### What needs to be done
The answer must consist of every line from the data that holds the string "formatted".

• • • • •

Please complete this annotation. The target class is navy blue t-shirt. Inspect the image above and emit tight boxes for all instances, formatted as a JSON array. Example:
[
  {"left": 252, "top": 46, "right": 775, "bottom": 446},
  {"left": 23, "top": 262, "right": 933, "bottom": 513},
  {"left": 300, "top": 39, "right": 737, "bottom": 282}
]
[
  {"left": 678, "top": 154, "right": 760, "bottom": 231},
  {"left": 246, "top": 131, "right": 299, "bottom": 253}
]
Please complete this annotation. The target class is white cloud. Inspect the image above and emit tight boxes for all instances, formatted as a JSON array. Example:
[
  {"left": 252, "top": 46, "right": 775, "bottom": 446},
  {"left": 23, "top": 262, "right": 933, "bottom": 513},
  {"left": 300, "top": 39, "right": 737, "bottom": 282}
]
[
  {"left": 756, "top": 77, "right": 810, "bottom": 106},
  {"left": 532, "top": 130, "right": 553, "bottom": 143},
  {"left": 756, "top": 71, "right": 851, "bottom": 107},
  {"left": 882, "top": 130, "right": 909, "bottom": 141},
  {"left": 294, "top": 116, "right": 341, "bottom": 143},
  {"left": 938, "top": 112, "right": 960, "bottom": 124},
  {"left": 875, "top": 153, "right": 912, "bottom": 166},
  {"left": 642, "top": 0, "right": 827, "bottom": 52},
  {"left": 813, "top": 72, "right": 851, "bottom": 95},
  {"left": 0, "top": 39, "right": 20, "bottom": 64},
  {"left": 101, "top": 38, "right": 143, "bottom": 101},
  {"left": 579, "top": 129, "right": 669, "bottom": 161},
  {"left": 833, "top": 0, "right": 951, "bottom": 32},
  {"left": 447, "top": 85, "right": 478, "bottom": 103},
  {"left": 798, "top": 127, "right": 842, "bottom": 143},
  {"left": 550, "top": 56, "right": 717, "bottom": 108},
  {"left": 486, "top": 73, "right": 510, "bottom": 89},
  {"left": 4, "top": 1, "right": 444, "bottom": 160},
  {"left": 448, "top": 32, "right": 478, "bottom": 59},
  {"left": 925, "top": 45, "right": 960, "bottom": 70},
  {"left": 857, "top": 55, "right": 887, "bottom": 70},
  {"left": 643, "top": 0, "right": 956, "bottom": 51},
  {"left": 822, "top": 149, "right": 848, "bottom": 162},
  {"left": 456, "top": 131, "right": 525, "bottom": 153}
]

• • • • •

### Reply to the task
Please complete this annotation. The target class is navy blue t-shirt. Inspect the image above and emit tight boxes for all instances, formatted as a JSON array. Example:
Please complete this annotation. The target class is white cloud. Inspect the image above and emit tight boxes for all instances, formatted as a JSON array. Example:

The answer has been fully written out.